- Challenge 1:
Can you present the entries as a two-column CSV with the headers instruction and answer, covering everything from the start of the entries down to the line containing "[[128, 120, 287, 584]]", both ends included? Give one row per request, with each field in double quotes and line breaks turned into spaces, and leave the pictures out.

2. The Platform and Service Stages
- Following the Effective Date, the Company shall undertake the Implementation Services on behalf of the Customer, targeting a go-live date of 14 days from receipt of all Branding and required inputs. This includes creation of a fully branded Customer landing page, course catalogue and sign-in experience, and configuration of Customer-branded pages for Authorised Users and End Users.
- The Company may reject any aspect of the Branding if, acting reasonably, it deems it inappropriate. The Company shall provide written reasons so the Customer can amend accordingly.
- Once the Branding has been agreed between the parties and the Implementation Services have concluded, the Subscription Term shall commence as provided for in clause 12.1.
- In consideration of the Subscription Fees, the Company grants to the Customer a non-exclusive, non-transferable, non-sublicensable licence for the Subscription Term to use the Platform solely to deliver educational content to End Users.
- The Platform remains the sole and exclusive property of the Company, and nothing in these Terms transfers ownership to the Customer or any third party.
- These Terms create no exclusivity between the parties and the Company may provide white-label websites and platforms to any other customer.
- As part of the Services, the Company shall provide to the Customer:
- customer service support by email and live chat during Normal Business Hours, with responses within a reasonable time; and
- ongoing development, including software releases, UX enhancements and security patches, without additional charge. No service levels or service credits apply.
- Each party warrants that it holds all licences and permissions necessary to perform its obligations under the Contract.
3. Company’s Obligations
- The Company shall perform the Implementation Services and provide the Platform with reasonable skill and care.
- Subject to clause 2.2, the Company shall use reasonable endeavours to undertake Implementation Services in accordance with the Contract. The Company is not liable for delays caused by the Customer under clause 4.

- Data entries:

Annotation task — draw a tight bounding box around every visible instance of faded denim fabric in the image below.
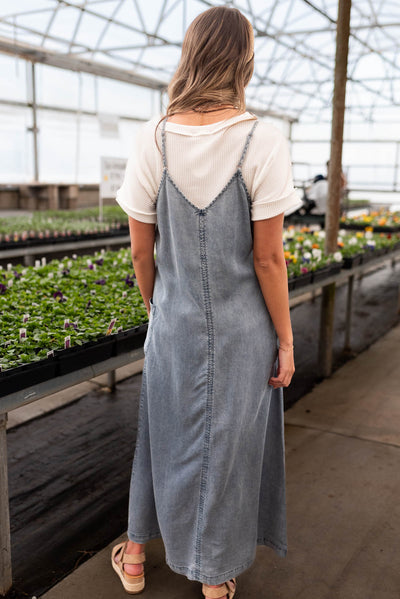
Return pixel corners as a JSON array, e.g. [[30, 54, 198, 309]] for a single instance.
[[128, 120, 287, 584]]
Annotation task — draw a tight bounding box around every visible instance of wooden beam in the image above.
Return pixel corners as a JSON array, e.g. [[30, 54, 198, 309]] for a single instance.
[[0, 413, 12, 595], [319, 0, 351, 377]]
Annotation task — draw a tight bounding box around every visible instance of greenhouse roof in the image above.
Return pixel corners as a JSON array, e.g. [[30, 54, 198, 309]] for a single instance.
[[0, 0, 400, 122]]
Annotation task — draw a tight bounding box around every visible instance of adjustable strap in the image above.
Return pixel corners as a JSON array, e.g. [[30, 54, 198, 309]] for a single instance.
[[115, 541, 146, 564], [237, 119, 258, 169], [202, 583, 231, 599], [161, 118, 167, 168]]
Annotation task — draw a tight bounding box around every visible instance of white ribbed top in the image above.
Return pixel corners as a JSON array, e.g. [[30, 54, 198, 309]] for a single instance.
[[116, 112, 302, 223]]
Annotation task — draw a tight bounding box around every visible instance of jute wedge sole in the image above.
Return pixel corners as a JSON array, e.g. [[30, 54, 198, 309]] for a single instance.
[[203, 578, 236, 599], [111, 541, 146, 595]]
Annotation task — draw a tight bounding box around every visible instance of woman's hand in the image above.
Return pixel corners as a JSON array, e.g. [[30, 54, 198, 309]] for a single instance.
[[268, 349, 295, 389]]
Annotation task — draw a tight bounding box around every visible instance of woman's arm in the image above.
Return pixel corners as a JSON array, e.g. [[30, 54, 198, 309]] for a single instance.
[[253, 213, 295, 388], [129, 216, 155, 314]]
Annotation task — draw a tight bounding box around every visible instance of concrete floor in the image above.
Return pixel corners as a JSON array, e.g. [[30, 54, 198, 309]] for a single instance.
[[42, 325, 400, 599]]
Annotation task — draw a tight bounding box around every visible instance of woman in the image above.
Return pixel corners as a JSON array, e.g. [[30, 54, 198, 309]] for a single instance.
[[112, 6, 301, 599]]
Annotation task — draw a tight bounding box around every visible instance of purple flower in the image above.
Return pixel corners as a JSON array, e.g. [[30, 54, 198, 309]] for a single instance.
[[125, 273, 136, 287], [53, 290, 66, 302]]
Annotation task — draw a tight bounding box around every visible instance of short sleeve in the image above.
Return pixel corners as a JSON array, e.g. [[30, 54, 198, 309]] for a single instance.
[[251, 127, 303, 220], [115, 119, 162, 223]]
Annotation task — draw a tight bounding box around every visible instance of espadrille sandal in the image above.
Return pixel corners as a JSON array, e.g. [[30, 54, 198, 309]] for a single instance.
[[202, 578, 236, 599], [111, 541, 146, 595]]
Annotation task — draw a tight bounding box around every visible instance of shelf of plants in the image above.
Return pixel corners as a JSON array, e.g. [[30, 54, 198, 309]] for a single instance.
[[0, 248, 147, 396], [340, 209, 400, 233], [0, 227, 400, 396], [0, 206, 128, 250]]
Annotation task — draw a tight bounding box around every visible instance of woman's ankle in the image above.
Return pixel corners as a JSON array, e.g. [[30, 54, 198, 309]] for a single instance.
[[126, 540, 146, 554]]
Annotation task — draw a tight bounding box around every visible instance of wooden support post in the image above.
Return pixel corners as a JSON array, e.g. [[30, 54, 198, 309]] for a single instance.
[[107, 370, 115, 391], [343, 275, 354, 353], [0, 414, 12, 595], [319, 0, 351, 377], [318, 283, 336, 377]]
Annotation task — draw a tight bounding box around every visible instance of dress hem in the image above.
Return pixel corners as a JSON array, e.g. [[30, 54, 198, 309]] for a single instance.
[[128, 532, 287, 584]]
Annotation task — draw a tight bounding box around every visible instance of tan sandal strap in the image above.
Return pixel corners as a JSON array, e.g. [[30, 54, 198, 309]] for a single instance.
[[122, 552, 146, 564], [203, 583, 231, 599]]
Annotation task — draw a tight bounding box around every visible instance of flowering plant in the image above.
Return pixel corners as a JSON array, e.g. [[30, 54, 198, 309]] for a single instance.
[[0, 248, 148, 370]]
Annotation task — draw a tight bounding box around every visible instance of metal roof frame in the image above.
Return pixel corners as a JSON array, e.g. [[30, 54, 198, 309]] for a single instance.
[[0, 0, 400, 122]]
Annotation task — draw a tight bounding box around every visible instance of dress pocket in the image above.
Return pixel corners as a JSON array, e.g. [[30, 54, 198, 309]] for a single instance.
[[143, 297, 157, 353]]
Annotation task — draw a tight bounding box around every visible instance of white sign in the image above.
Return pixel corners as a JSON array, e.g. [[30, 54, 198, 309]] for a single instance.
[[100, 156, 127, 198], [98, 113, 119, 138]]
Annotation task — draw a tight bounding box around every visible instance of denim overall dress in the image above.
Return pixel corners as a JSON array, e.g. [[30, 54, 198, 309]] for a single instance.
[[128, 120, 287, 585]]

- Challenge 2:
Could you extend the service terms, picking up right after their last sentence?

- Reply 1:
instruction,answer
"Annotation task — draw a tight bounding box around every visible instance of faded denim fabric in the image below. Return pixel corners as a JSON array, e.g. [[30, 54, 198, 309]] for a single instance.","[[128, 120, 287, 584]]"

- Reply 2:
- The Company is not liable for failures or defects caused by use of the Platform contrary to instructions, by modification by anyone other than the Company or its authorised contractors, or by third-party software introduced by the Customer without prior written consent.
- The Company may:
- sub-licence, assign, novate, charge or deal in any other manner with its rights and obligations under the Contract, on written notice to the Customer;
- modify, add or remove Platform functionality provided such change does not materially degrade core functionality. Material adverse changes will be notified at least 30 days in advance; and
- enter into similar agreements with third parties or from independently developing, using, selling or licensing similar documentation, products or services.
- The Company shall, during the Subscription Term:
- provide the Services and make the Documentation available to the Customer subject to the Contract; and
- use commercially reasonable endeavours to make the Services available 24/7, except for planned maintenance during the maintenance window of 8:00 pm to 8:00 am UK time Monday to Friday, or between 6:00 pm on Friday and 8:00 am on Monday UK time, and for unscheduled maintenance outside Normal Business Hours, where practicable with prior notice.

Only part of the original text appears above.